SET PROBLEM A. Copy out the entire "Crazy World" song article word for word.

Start PASSAGE

Single by Big Trouble

from the album Big Trouble
- B-side: "Lipstick"
- Released: November 14, 1987
- Genre: Pop rock
- Length: 3:16
- Label: Epic Records
- Songwriters: Giorgio Moroder Tom Whitlock
- Producer: Giorgio Moroder

Big Trouble singles chronology
| "All I Need Is You" (1987) | "Crazy World" (1987) | "When the Love Is Good" (1988) |

= Crazy World (Big Trouble song) =

"Crazy World" is a song by American female pop group Big Trouble, which was released in 1987 as the lead single from their only studio album, Big Trouble. It was written by Giorgio Moroder and Tom Whitlock, and produced by Moroder.

"Crazy World" peaked at No. 71 on the US Billboard Hot 100. A re-issue in the UK in 1988 saw the song reach No. 96 on the UK Singles Chart.

==Promotion==
A music video was filmed to promote the single, which features the band performing the song inside a garage. It was directed by Tony Vanden-Ende and produced by Colleen McLean.

End PASSAGE
Start DATA PROVIDED

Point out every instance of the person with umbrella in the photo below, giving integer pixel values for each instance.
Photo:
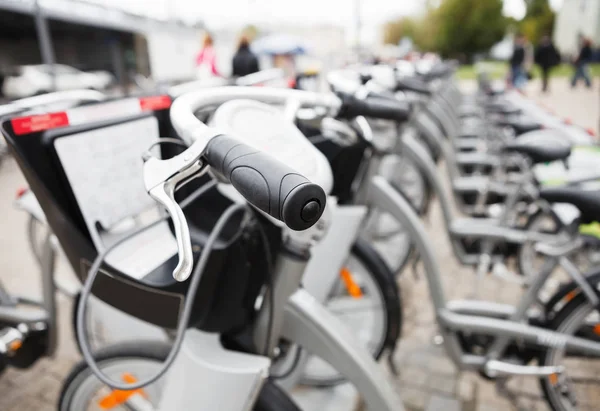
(244, 61)
(546, 57)
(206, 60)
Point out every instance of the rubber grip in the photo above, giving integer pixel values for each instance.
(266, 183)
(374, 106)
(413, 84)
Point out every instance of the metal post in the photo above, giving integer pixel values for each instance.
(116, 51)
(357, 22)
(45, 41)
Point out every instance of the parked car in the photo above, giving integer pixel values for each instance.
(36, 79)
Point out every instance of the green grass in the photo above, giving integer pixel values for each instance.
(498, 70)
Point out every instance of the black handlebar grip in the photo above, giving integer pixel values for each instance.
(266, 183)
(375, 106)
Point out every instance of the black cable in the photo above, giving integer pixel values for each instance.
(187, 310)
(270, 282)
(268, 256)
(168, 140)
(292, 367)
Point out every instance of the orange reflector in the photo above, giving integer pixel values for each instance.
(15, 345)
(21, 191)
(571, 295)
(154, 103)
(119, 397)
(351, 286)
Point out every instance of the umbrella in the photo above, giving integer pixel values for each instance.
(278, 44)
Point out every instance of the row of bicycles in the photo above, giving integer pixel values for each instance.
(235, 242)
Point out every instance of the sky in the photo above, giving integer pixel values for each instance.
(222, 13)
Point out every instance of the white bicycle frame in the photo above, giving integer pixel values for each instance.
(297, 316)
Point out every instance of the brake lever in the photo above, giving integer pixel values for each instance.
(161, 180)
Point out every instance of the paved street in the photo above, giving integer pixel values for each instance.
(427, 379)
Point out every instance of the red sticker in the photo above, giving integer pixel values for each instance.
(32, 124)
(155, 103)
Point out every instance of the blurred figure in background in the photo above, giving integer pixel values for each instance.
(244, 61)
(518, 76)
(581, 64)
(206, 60)
(547, 57)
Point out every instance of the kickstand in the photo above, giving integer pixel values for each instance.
(390, 361)
(415, 263)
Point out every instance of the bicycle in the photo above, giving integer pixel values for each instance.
(130, 307)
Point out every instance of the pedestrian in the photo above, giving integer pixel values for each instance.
(581, 64)
(206, 60)
(518, 76)
(547, 57)
(244, 61)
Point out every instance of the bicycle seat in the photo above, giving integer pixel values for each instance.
(413, 84)
(502, 107)
(587, 202)
(540, 147)
(520, 125)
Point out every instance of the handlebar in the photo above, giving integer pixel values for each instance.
(268, 184)
(375, 106)
(263, 181)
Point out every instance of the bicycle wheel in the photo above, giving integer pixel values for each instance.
(82, 391)
(529, 261)
(404, 175)
(369, 302)
(577, 387)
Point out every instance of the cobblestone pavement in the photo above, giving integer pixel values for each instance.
(580, 105)
(427, 377)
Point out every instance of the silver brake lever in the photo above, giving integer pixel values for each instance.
(161, 179)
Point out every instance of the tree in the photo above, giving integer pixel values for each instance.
(455, 28)
(395, 30)
(538, 21)
(468, 27)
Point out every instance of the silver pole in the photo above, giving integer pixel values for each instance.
(357, 23)
(45, 40)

End DATA PROVIDED

SET PROBLEM B. Turn the listing into a Markdown table with the columns Row and Line, starting at the line that contains "Point out every instance of the silver pole" and ending at the last line of the listing. Include those lines only, and leave out any blank lines.

FINAL RESULT A.
Single by Big Trouble

from the album Big Trouble
- B-side: "Lipstick"
- Released: November 14, 1987
- Genre: Pop rock
- Length: 3:16
- Label: Epic Records
- Songwriters: Giorgio Moroder Tom Whitlock
- Producer: Giorgio Moroder

Big Trouble singles chronology
| "All I Need Is You" (1987) | "Crazy World" (1987) | "When the Love Is Good" (1988) |

= Crazy World (Big Trouble song) =

"Crazy World" is a song by American female pop group Big Trouble, which was released in 1987 as the lead single from their only studio album, Big Trouble. It was written by Giorgio Moroder and Tom Whitlock, and produced by Moroder.

"Crazy World" peaked at No. 71 on the US Billboard Hot 100. A re-issue in the UK in 1988 saw the song reach No. 96 on the UK Singles Chart.

==Promotion==
A music video was filmed to promote the single, which features the band performing the song inside a garage. It was directed by Tony Vanden-Ende and produced by Colleen McLean.

FINAL RESULT B.
| Row | Line |
|---|---|
| 1 | Point out every instance of the silver pole in the photo above, giving integer pixel values for each instance. |
| 2 | (357, 23) |
| 3 | (45, 40) |